Segment Start: Excerpted data

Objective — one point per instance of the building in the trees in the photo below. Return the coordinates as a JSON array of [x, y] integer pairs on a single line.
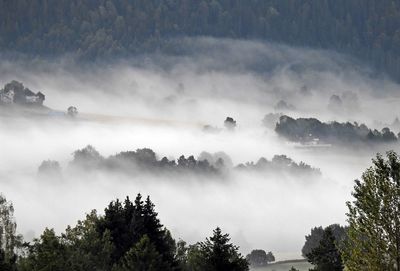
[[15, 93]]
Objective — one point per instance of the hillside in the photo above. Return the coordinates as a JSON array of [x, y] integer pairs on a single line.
[[367, 29]]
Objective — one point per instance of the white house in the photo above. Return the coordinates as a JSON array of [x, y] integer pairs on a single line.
[[7, 97]]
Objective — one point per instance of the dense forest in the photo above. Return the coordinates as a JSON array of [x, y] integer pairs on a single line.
[[367, 29]]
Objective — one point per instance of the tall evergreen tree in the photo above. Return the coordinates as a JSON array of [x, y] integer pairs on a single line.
[[374, 218], [326, 257], [217, 254]]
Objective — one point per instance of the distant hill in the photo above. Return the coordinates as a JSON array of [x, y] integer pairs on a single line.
[[301, 265], [367, 29]]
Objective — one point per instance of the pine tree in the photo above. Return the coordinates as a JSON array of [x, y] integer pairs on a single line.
[[143, 257], [374, 218], [217, 254], [326, 257]]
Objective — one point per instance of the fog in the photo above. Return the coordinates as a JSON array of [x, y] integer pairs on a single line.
[[162, 101]]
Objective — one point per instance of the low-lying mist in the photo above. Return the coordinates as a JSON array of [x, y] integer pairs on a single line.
[[163, 102]]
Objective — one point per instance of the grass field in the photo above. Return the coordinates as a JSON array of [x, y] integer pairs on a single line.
[[301, 265]]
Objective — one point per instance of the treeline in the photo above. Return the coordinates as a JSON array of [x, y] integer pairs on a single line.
[[146, 161], [368, 29], [128, 237], [313, 130]]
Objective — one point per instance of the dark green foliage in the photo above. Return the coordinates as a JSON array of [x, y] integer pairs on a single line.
[[315, 237], [9, 240], [374, 218], [280, 163], [143, 257], [259, 257], [368, 29], [129, 222], [311, 129], [326, 256], [216, 254], [129, 234], [144, 160]]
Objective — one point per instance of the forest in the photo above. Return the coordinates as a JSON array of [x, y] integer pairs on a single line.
[[93, 29]]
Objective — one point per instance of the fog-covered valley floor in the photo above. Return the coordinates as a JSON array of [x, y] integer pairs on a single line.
[[176, 105]]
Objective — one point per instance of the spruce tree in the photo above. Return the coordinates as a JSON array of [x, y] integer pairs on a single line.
[[326, 257]]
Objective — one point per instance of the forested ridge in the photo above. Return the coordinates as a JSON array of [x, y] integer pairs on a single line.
[[367, 29]]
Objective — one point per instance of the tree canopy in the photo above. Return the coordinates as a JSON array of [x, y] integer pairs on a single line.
[[374, 217]]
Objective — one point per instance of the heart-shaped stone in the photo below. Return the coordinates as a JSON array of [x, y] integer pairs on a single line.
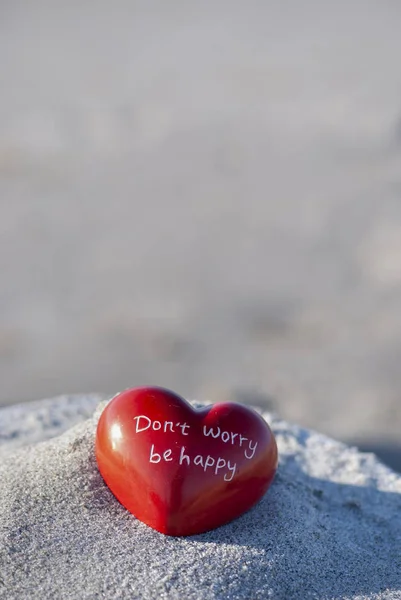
[[179, 469]]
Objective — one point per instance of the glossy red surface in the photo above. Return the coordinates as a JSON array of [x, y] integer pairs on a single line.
[[179, 470]]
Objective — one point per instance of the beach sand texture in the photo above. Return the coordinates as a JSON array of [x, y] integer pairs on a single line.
[[205, 197], [328, 528]]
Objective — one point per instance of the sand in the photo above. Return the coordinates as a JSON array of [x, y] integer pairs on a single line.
[[329, 527], [205, 196]]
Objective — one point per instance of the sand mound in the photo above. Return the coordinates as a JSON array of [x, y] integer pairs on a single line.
[[329, 527]]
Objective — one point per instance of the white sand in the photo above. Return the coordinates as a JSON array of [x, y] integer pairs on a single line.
[[204, 195], [330, 526]]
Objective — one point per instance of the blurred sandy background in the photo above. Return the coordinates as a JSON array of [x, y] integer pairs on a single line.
[[205, 196]]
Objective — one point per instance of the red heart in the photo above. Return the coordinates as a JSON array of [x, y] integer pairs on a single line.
[[181, 470]]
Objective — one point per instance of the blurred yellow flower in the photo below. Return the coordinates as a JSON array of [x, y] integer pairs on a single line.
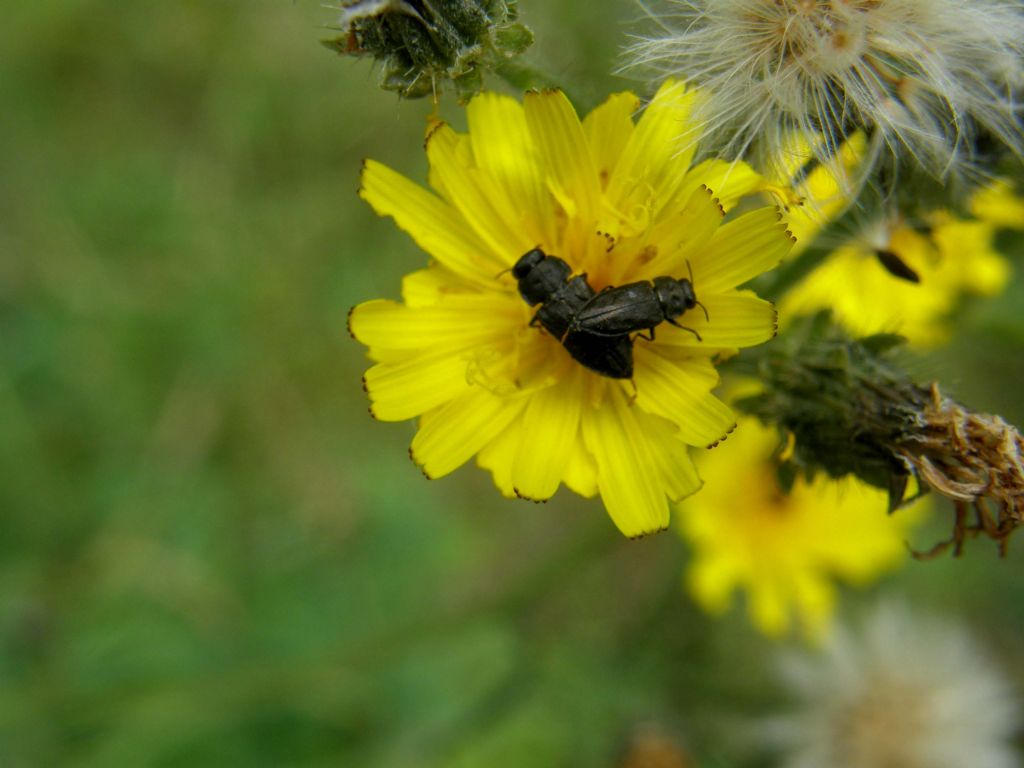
[[893, 276], [895, 279], [998, 204], [620, 202], [785, 551]]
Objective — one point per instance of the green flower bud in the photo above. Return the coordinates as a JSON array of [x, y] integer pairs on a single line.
[[422, 43]]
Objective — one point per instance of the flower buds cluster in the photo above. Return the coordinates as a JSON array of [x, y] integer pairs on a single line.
[[423, 43]]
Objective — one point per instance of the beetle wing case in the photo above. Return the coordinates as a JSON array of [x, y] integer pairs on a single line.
[[611, 356], [621, 310]]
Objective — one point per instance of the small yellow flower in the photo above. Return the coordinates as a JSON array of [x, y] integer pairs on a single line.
[[784, 550], [617, 201], [895, 279], [892, 276]]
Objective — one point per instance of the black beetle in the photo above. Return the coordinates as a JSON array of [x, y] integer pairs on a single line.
[[637, 306], [546, 281]]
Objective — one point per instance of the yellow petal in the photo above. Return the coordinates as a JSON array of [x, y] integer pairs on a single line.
[[740, 250], [728, 180], [504, 151], [735, 318], [435, 226], [408, 389], [459, 322], [427, 287], [562, 144], [628, 477], [581, 470], [549, 427], [658, 153], [498, 456], [681, 393], [483, 204], [608, 128], [672, 457], [768, 608], [452, 434], [680, 238], [713, 581]]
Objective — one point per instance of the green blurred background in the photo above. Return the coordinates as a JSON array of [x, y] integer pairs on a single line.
[[209, 553]]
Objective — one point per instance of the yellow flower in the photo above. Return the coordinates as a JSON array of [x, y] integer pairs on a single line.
[[896, 279], [785, 550], [619, 202]]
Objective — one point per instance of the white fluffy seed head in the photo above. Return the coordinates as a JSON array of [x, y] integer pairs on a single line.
[[903, 690], [921, 77]]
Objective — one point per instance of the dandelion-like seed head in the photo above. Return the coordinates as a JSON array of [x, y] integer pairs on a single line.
[[898, 274], [619, 204], [903, 690], [921, 77]]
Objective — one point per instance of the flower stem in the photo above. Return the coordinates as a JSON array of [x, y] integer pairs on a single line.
[[853, 410]]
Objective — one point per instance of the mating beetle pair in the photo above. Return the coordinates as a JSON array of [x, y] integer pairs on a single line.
[[595, 328]]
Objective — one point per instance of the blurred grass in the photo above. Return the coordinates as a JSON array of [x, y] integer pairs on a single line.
[[209, 553]]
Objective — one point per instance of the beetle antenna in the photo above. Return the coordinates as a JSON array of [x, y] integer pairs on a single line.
[[707, 317]]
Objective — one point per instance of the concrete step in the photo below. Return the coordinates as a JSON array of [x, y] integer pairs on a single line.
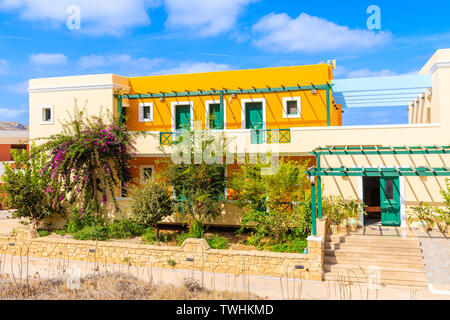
[[419, 265], [384, 272], [351, 279], [374, 241], [329, 247], [394, 257]]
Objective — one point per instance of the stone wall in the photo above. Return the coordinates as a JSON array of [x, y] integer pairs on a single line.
[[194, 254]]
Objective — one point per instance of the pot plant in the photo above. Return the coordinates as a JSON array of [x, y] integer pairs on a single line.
[[424, 214], [333, 212], [351, 210]]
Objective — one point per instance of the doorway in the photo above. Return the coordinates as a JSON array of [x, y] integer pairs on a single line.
[[371, 197], [382, 197]]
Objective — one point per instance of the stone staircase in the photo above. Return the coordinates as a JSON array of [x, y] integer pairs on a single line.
[[359, 258]]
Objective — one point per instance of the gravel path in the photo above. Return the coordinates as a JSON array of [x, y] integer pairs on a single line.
[[436, 255]]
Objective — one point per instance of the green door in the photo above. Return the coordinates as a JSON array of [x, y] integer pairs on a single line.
[[216, 118], [390, 201], [254, 121], [183, 117]]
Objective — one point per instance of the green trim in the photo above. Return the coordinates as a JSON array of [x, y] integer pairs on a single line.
[[328, 106], [319, 189], [375, 150], [379, 172], [119, 109], [313, 209], [226, 91]]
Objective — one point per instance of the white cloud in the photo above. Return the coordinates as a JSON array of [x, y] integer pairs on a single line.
[[206, 17], [366, 73], [98, 17], [11, 114], [119, 60], [309, 34], [199, 67], [20, 88], [46, 59], [3, 66]]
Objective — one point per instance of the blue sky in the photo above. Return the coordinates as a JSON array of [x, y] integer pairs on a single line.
[[145, 37]]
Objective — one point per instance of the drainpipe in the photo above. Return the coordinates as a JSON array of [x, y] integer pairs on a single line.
[[119, 109], [313, 204], [319, 188]]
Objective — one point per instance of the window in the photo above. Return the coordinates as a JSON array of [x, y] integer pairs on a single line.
[[145, 112], [389, 189], [146, 172], [214, 117], [20, 147], [291, 107], [47, 115]]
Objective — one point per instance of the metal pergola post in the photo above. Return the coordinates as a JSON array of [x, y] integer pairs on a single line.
[[328, 106], [119, 109], [313, 208], [319, 189]]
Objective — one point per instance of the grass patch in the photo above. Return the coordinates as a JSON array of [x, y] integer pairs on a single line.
[[218, 242]]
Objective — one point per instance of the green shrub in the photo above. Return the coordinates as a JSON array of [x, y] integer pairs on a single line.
[[196, 231], [122, 229], [292, 245], [95, 232], [218, 242], [150, 203], [27, 187], [79, 220], [43, 233], [149, 236], [60, 232]]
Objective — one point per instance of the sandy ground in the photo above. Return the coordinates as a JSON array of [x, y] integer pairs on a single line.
[[267, 287], [14, 267]]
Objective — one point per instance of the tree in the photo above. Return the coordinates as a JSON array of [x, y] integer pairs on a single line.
[[27, 187], [150, 203], [89, 158], [273, 204], [197, 187]]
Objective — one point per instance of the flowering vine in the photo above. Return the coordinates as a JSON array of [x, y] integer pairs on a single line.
[[88, 160]]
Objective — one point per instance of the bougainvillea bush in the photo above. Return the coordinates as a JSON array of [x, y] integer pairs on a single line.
[[24, 187], [88, 160]]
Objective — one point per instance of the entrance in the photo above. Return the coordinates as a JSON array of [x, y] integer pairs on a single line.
[[382, 197]]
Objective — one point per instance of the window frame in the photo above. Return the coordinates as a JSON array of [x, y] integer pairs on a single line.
[[141, 111], [207, 111], [142, 170], [299, 107], [52, 115]]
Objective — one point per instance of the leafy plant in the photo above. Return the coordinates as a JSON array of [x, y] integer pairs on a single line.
[[443, 214], [94, 232], [124, 228], [60, 232], [89, 157], [424, 212], [150, 203], [197, 187], [26, 185], [43, 232], [273, 204], [352, 208], [333, 210], [218, 242]]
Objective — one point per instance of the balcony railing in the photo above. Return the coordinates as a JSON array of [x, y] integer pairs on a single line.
[[261, 136]]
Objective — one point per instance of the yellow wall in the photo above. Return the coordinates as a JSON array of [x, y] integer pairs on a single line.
[[313, 106]]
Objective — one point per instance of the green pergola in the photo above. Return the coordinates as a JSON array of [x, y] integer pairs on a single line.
[[317, 172], [224, 91]]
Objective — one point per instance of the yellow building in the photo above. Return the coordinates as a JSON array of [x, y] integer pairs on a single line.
[[295, 109]]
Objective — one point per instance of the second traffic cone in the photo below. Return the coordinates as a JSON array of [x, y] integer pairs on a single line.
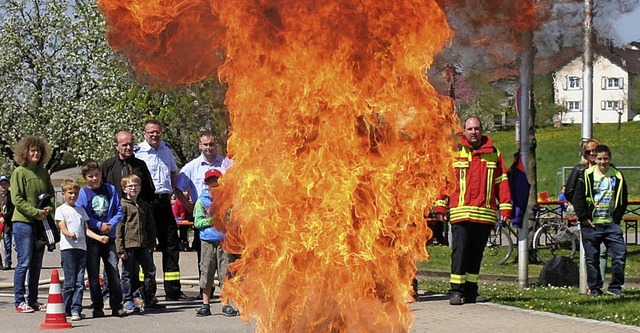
[[55, 319]]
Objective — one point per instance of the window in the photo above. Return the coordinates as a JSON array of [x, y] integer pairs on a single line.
[[574, 82], [574, 106], [612, 105], [612, 83]]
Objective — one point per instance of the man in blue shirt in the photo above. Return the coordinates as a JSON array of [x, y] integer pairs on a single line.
[[163, 168]]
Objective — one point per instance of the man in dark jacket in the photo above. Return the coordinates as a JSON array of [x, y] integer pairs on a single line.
[[600, 201]]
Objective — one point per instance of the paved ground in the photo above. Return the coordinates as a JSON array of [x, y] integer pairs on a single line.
[[432, 312]]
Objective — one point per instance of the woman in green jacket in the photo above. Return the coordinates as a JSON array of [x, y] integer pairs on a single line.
[[28, 181]]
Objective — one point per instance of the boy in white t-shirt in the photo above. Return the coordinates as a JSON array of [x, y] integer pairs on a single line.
[[72, 221]]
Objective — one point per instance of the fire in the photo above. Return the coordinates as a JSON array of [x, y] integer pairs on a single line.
[[339, 143]]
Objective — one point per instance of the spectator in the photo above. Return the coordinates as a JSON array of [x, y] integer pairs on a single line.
[[102, 204], [473, 208], [6, 214], [600, 201], [190, 180], [588, 159], [162, 165], [72, 221], [213, 257], [181, 214], [28, 181], [135, 241]]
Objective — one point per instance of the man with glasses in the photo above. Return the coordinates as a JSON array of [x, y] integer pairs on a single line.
[[191, 177], [122, 165], [164, 170], [125, 163]]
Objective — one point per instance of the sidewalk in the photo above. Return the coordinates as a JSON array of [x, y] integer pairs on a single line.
[[433, 312]]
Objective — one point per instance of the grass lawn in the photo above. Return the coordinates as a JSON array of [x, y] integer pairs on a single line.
[[566, 301]]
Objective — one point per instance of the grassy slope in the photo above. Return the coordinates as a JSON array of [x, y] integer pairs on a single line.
[[559, 147]]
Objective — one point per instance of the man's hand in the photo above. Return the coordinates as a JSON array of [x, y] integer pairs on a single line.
[[105, 228], [44, 213], [588, 223]]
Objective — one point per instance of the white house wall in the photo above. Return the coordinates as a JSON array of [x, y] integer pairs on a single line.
[[605, 101]]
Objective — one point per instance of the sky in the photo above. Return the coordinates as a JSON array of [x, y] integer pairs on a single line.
[[627, 28]]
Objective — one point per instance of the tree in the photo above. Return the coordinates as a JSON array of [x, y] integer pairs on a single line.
[[546, 108], [483, 100], [60, 79]]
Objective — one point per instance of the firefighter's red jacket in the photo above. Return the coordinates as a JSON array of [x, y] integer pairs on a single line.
[[481, 185]]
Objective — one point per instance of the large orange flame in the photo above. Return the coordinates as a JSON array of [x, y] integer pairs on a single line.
[[339, 144]]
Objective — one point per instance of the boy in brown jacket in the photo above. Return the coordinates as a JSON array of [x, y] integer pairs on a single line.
[[135, 241]]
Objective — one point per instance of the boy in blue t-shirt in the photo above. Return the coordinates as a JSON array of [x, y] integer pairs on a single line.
[[72, 221], [102, 204], [213, 257]]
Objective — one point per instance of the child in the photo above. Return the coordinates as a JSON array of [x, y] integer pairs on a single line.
[[135, 241], [600, 201], [102, 204], [72, 221], [213, 258]]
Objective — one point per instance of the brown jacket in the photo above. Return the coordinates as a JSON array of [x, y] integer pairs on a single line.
[[137, 228]]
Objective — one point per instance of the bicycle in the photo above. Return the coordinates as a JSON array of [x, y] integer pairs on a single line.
[[553, 236], [548, 237]]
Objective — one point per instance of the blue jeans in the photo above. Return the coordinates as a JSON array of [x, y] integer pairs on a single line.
[[611, 235], [106, 252], [74, 262], [139, 256], [7, 248], [29, 258]]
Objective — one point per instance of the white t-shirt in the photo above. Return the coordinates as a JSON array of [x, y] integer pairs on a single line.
[[74, 218]]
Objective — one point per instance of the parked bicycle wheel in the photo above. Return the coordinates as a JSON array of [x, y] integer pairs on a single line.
[[554, 239], [499, 247]]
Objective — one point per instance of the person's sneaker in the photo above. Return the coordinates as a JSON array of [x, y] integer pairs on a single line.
[[229, 311], [76, 316], [616, 292], [24, 308], [119, 313], [38, 306], [139, 304], [128, 307], [595, 293], [456, 299], [204, 311]]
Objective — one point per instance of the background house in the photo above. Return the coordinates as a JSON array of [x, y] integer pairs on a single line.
[[613, 69]]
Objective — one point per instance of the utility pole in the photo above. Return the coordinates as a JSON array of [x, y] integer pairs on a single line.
[[587, 107], [526, 83]]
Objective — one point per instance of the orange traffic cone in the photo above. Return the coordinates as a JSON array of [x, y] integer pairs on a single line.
[[55, 319]]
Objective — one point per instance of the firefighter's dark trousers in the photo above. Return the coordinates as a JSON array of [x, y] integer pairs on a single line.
[[467, 246]]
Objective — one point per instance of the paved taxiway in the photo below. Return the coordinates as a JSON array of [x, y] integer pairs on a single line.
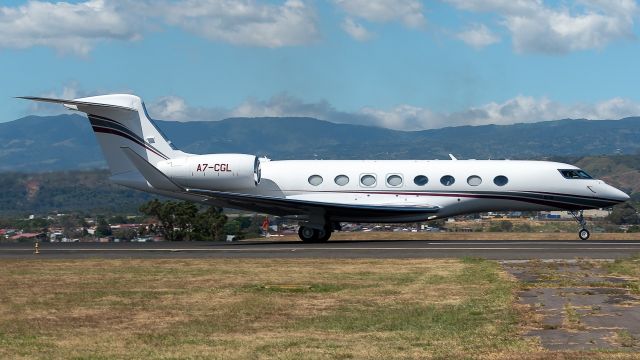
[[498, 250]]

Segment End: Excerpted data

- _Goal of the exercise_: Once the line containing "Objective — one point per instance of the bicycle" is found, it and every line through the end of the records above should be output exactly, with no pictures.

- _Written response_:
Objective — one point per instance of the bicycle in the photo above. Return the coordinates as a JSON array of [x, y] integer pairs on a single line.
[[553, 236], [548, 237]]
Objective — one point per instance of the blue jeans in the photo above. Return the coordinates as a JSON array of [x, y] integer pairs on a single line.
[[611, 235], [106, 252], [74, 262], [139, 256], [7, 248], [29, 258]]
Objective — one point per instance of the white t-shirt in the photo above. Return the coordinates as a JSON array of [x, y] integer pairs on a single line.
[[74, 218]]
Objective — one point per instance of the parked bicycle wheel in the photo above. Return the coordinates as a JSON array of [x, y] integer pairs on a single line.
[[554, 239], [499, 247]]
Objective — one point per instance of the person's sneaker in the photo above. Return the coordinates as a JSON array of [x, y] integer pairs on a single line.
[[229, 311], [76, 316], [616, 292], [24, 308], [119, 313], [38, 306], [139, 304], [128, 307], [595, 293], [456, 299], [204, 311]]
Objective — one point per instance of the background house in the photo above. Return the coordinates as a JSON array of [x, y] integer pairs on a single line.
[[613, 69]]
Objective — one point per instance of the utility pole in the photo above. Return the coordinates as a JSON array of [x, y] integer pairs on a single line.
[[587, 107], [526, 83]]
Objective — one point per instance of the orange traffic cone in the photo above. Return the coordinates as a JSON array of [x, y] integer pairs on a single line.
[[55, 319]]
Objective — one point per instance of the firefighter's dark trousers in the photo above. Return the coordinates as a JSON array of [x, y] integer pairs on a single line.
[[467, 246]]
Objective — one point per instance of the paved taxiway in the photo below. Return the coordinates as a JSON array of [x, y] integer pairs on a single line.
[[498, 250]]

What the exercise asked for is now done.